-- Short problem --
List each line in the rows that contains the string "gray".

-- Stored records --
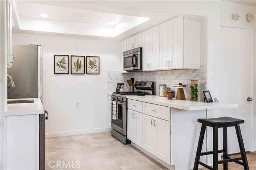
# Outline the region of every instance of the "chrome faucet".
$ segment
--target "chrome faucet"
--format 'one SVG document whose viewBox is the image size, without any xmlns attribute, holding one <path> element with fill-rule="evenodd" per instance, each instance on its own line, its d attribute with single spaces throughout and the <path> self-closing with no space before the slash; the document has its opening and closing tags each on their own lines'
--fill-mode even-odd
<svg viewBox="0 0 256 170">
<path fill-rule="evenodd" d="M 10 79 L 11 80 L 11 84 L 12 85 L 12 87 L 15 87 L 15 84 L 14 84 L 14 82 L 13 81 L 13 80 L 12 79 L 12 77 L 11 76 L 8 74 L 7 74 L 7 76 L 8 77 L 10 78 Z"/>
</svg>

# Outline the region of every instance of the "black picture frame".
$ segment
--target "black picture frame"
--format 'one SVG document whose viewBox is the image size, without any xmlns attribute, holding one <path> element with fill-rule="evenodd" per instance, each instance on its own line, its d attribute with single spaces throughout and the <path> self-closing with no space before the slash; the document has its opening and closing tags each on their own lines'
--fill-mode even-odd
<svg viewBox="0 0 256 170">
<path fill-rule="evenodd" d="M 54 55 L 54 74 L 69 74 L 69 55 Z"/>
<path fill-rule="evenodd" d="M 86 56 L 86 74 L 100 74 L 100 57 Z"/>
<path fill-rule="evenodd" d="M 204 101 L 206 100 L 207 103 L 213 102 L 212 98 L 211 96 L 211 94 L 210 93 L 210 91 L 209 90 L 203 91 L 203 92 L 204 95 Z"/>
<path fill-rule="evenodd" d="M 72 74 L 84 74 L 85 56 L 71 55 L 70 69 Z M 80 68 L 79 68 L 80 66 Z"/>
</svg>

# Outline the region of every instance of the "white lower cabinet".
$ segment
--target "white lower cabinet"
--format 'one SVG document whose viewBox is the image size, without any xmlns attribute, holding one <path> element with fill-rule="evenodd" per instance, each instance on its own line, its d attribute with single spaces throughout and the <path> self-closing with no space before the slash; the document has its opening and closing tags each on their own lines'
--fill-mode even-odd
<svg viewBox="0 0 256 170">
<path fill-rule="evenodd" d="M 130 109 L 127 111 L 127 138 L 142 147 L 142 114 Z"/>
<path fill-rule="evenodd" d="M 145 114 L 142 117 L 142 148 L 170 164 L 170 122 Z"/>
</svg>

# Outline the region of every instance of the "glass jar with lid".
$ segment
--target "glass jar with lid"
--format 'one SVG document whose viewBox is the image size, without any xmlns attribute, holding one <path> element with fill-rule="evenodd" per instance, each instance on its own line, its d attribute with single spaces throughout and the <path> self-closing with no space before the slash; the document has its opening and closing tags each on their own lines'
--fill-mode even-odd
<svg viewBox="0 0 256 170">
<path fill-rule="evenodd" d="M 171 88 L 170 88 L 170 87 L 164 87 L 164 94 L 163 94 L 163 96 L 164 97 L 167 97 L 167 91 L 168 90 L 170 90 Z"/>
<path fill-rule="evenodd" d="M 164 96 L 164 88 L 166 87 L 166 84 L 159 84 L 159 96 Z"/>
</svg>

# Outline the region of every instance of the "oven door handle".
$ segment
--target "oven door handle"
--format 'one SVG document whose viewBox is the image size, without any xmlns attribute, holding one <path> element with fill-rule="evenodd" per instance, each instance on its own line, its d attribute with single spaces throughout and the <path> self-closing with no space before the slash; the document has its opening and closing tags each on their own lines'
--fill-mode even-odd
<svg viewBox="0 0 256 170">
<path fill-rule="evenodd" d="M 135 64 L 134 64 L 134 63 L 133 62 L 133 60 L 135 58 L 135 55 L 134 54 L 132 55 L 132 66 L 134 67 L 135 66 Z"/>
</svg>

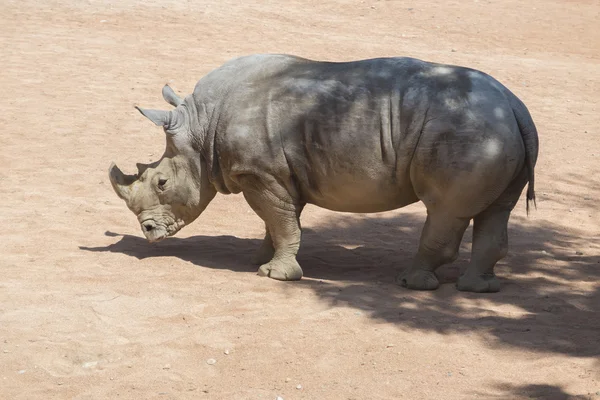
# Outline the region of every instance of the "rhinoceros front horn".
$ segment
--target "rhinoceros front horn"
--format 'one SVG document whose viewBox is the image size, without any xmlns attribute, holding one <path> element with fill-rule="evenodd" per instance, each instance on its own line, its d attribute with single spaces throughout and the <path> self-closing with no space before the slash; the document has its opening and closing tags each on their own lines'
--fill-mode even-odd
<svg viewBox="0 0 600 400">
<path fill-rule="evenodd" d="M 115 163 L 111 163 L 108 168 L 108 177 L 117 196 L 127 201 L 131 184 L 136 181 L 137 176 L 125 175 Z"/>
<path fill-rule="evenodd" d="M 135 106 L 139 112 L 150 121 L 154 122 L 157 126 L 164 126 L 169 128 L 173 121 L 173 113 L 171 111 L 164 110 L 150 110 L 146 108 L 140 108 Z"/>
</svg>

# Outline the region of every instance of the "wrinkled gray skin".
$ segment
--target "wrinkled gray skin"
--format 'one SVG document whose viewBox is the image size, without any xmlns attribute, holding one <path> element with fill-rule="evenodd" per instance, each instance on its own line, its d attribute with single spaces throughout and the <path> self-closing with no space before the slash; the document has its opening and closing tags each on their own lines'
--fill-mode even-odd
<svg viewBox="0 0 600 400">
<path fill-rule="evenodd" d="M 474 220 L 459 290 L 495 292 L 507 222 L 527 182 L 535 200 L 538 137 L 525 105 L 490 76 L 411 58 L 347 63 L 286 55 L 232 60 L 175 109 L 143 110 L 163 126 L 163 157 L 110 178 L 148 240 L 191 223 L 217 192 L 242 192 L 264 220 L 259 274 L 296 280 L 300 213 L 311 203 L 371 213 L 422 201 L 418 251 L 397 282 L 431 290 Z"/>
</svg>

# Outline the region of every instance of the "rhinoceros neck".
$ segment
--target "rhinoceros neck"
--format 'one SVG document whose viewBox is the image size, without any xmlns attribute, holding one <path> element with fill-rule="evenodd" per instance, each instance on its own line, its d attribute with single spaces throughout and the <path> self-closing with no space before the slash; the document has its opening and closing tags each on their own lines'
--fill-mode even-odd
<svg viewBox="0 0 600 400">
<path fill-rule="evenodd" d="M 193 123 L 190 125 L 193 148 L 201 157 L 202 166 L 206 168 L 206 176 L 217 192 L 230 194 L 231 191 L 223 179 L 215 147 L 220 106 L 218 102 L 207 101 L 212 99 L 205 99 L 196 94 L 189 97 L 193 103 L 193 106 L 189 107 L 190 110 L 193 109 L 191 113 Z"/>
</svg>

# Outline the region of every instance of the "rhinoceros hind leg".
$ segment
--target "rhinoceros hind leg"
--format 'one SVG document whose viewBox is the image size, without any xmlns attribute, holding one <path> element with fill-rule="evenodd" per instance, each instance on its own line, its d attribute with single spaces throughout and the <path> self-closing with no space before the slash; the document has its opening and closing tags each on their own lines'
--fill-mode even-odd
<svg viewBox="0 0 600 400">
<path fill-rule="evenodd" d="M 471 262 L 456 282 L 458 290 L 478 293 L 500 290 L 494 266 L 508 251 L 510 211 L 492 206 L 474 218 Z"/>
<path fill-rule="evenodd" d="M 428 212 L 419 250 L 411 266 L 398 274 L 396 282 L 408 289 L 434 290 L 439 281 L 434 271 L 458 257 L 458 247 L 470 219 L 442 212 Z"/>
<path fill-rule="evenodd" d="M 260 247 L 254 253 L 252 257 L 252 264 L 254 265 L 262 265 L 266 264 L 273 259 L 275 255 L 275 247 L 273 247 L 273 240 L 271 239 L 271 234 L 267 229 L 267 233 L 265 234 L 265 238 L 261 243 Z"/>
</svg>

-- Solution for this exercise --
# Outline the region of every instance of the "wrinkled gray skin".
--target "wrinkled gray skin"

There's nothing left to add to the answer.